• **SOURCE DOCUMENT**
NFI's Q2 2019 Financial Results Announcement and Conference
Call Details
NFI intends to release its Q2 2019 financial results after
market close on August 13, 2019. A
conference call for analysts and interested listeners will be held
on August 14, 2019 at 8:00 a.m. (ET). The call-in number for listeners
is 888-231-8191, 647-427-7450 or 403-451-9838. A live audio feed of
the call will also be available at:
https://event.on24.com/wcc/r/2050583/E9E49ED41DBA09AAA47E2B835BF215B0
A replay of the call will be available from 11:00 a.m. (ET) on August
14, 2019 until 11:59 p.m. (ET)
on August 21, 2019. To access the
replay, call 855-859-2056 or 416-849-0833 and then enter pass code
number 6918467. The replay will also be available on NFI Group's
web site at www.nfigroup.com.
NOTE: All dollar amounts in this release are stated in U.S.
currency. Canadian dollar amounts have been converted based on an
exchange rate of U.S. $1.00 = CAD
$1.3090 to calculate the value of the
Canadian contracts in this release. One EU represents one 30-foot,
35-foot or 40-foot heavy-duty transit bus, one medium-duty bus, one
low-floor cutaway bus or one motor coach. An articulated transit
bus, which is an extra long transit bus (approximately 60-feet in
length), composed of two passenger compartments connected by a
joint mechanism represents two EUs.
About NFI Group Inc.
With over 8,900 team members operating from more than 50
facilities across ten countries, NFI is a leading independent
global bus manufacturer providing a comprehensive suite of mass
transportation solutions under brands: New Flyer®
(heavy-duty transit buses), Alexander Dennis Limited (single and
double-deck buses), Plaxton (motor coaches), MCI® (motor
coaches), ARBOC® (low-floor cutaway and medium-duty
buses), and NFI Parts™. NFI vehicles incorporate the widest
range of drive systems available including: clean diesel, natural
gas, diesel-electric hybrid, and zero-emission electric (trolley,
battery, and fuel cell). In total, NFI now supports over
105,000 buses and coaches currently in service around the
world.

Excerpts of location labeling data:
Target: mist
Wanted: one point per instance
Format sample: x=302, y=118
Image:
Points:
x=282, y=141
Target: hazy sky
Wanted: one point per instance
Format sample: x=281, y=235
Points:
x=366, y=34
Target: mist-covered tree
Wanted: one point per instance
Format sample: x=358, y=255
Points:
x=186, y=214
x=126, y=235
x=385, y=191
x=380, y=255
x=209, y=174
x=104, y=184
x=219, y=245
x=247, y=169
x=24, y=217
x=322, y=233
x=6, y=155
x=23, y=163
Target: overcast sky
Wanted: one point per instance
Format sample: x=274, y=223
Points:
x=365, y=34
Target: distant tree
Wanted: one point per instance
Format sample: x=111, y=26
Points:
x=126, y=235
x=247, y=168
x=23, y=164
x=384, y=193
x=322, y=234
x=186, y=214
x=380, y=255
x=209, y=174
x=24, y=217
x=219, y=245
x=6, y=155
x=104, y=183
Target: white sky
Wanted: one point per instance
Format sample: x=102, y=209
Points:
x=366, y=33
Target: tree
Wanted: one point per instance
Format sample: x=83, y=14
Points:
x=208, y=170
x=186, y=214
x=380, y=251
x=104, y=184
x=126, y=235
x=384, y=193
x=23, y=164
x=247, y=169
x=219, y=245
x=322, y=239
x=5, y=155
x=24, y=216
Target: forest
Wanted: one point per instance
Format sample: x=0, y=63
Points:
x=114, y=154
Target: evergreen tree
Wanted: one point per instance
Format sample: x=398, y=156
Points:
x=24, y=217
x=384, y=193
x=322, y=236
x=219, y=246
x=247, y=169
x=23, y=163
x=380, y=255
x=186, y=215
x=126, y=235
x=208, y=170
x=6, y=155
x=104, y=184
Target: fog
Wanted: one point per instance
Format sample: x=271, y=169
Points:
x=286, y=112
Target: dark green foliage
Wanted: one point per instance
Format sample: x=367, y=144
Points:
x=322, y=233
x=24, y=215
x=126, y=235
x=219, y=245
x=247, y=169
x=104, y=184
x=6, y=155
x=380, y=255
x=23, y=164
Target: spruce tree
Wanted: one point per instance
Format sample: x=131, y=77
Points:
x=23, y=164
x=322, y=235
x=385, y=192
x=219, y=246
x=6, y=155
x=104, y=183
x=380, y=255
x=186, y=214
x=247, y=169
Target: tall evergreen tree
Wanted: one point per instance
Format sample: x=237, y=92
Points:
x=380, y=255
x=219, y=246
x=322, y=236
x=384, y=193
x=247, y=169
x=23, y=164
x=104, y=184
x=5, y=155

• **TO BE DONE**
a) List every brand under which the NFI announcement says the company provides its transportation solutions.
b) Write a continuation of the NFI announcement, starting after its final sentence.
The data stand apart from the NFI announcement and are separate material.

• **WRITTEN RESPONSES**
a) New Flyer®, Alexander Dennis Limited, Plaxton, MCI®, ARBOC®, NFI Parts™

b)
NFI common shares are traded on the Toronto Stock Exchange under
the symbol NFI. Further information is available at
www.nfigroup.com, www.newflyer.com, www.mcicoach.com,
www.arbocsv.com, www.nfi.parts, www.alexander-dennis.com,
and www.carfaircomposites.com
Forward-Looking Statements
Certain statements in this press release are "forward looking
statements", which reflect the expectations of management regarding
the Company's future growth, results of operations, performance and
business prospects and opportunities and the market outlook for the
Company's products and services. The words "believes",
"anticipates", "plans", "expects", "intends", "projects",
"forecasts", "estimates" and similar expressions are intended to
identify forward looking statements. These forward-looking
statements reflect management's current expectations regarding
future events and operating performance and speak only as of the
date of this release. Such forward-looking statements include
statements with respect to customer demand for buses, motor coaches
and parts; management's forecasted outlook for the bus, motor coach
and parts businesses; management's expectations regarding future
heavy-duty bus and motor coach procurement and bid activity and
expected deliveries for 2019.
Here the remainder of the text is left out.